**Directive 1**
Could you scale the rows below, everything from the line containing "You are given this image. The query is: illuminated building" down to the line containing "[14,1,684,93]", and give all of those lines again with the requests unchanged? Multiply every bounding-box coordinate by 2.6 and round each to a whole number, with halves rounding up.

**Page excerpt**
ALASKA: Come, freeze your butt off

ARIZONA: Winter home to 150,000 snowbirds

ARKANSAS: At least we're not Mississippi

CALIFORNIA: The Granola State
Nobody's actually from here
Fast reloading lanes available
The really long state

COLORADO: Too wimpy to cross the mountains so we stopped here
Official home of the winter ski bunny

CONNECTICUT: Way too close to New York

DELAWARE: You'll need a map to find us
So close to Washington you can smell it

FLORIDA:
The Gunshine State
Elephant Graveyard; where the old Republicans go to die
Senior citizen discounts available
Come, enjoy the humidity
The snow capital of the US

GEORGIA: Home of the Rednecks
Gateway to Florida
Confederate money welcome


HAWAII: Sure, we've got Interstates... drive on over
Book 'em Danno
Tom Selik, Jack Lord, Don Ho - Paradise!

Excerpt from a dataset:
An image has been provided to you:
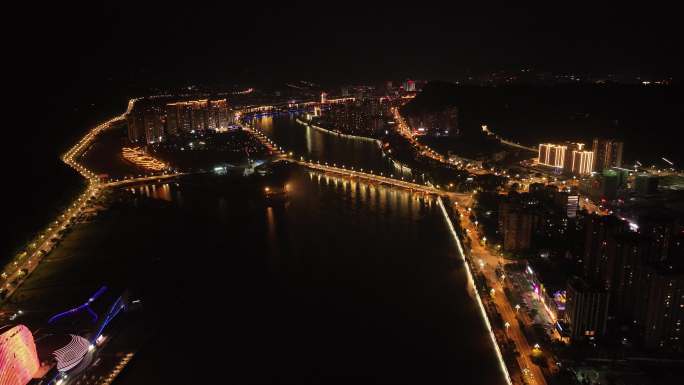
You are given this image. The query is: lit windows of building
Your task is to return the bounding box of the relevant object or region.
[0,325,40,385]
[537,143,567,168]
[570,150,594,175]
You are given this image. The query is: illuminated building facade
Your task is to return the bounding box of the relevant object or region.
[569,150,594,175]
[592,138,623,172]
[566,195,579,218]
[166,99,232,135]
[537,143,594,176]
[52,334,90,372]
[565,277,610,339]
[633,266,684,353]
[0,325,40,385]
[537,143,568,168]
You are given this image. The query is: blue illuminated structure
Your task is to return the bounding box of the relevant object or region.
[48,286,107,324]
[90,293,128,344]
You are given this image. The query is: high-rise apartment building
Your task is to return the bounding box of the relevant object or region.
[592,138,623,172]
[166,99,232,135]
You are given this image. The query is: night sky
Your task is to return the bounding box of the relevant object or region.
[14,1,684,93]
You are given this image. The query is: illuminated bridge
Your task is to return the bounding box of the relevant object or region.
[244,125,440,194]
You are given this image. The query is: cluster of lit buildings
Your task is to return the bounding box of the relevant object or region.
[122,147,169,171]
[316,97,390,137]
[566,213,684,353]
[126,99,235,144]
[537,138,623,176]
[498,183,579,252]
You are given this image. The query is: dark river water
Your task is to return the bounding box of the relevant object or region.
[9,112,504,385]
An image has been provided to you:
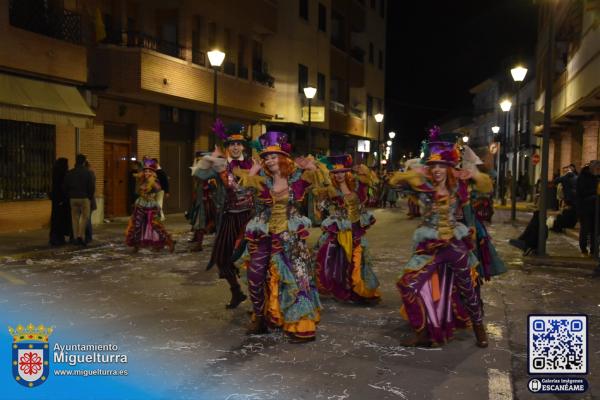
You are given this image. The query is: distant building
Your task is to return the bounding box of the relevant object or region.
[0,0,387,231]
[535,0,600,178]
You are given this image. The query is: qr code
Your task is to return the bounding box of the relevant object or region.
[527,315,587,374]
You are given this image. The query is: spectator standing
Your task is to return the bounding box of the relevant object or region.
[85,160,98,244]
[153,158,169,221]
[65,154,96,246]
[50,157,73,246]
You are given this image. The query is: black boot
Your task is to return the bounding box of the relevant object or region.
[246,316,269,335]
[225,285,248,310]
[473,323,488,348]
[400,328,431,347]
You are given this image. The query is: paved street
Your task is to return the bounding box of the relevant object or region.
[0,208,600,400]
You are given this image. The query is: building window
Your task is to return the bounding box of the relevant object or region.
[319,3,327,32]
[298,64,308,93]
[299,0,308,21]
[317,72,327,101]
[0,120,56,201]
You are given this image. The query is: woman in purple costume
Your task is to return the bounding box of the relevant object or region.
[392,128,489,347]
[236,132,326,342]
[316,154,381,304]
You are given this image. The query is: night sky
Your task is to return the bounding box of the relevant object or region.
[385,0,538,152]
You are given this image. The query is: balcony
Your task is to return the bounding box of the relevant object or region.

**Directive 2**
Can you give the state slogans above again, everything from "GEORGIA: Home of" down to "Ho - Paradise!", with "Doorway" substituted for "Gateway"?

**Answer 1**
You are given this image. The query is: illuminated building facade
Your task is to return the bounding box of the relevant object or region.
[1479,390,1544,455]
[1539,359,1620,447]
[1472,507,1505,567]
[432,257,603,351]
[1396,372,1544,458]
[135,868,234,967]
[1469,720,1586,881]
[1646,692,1778,918]
[0,845,104,1001]
[1396,372,1477,437]
You are given this image. The query is: blue illuminated structure
Your task is to return the bounding box of the relevant object or region.
[125,744,278,842]
[234,762,333,894]
You are given this image. The query is: high-rise apartment building
Your task is to return the bounding box of the relevant object or region.
[1539,359,1620,447]
[432,257,603,351]
You are given this image. The query is: night sky
Your task is to return the bounding box of the relevant object or region.
[36,3,1778,242]

**Answer 2**
GEORGIA: Home of the Rednecks
Doorway to Florida
Confederate money welcome


HAWAII: Sure, we've got Interstates... drive on over
Book 'em Danno
Tom Selik, Jack Lord, Don Ho - Paradise!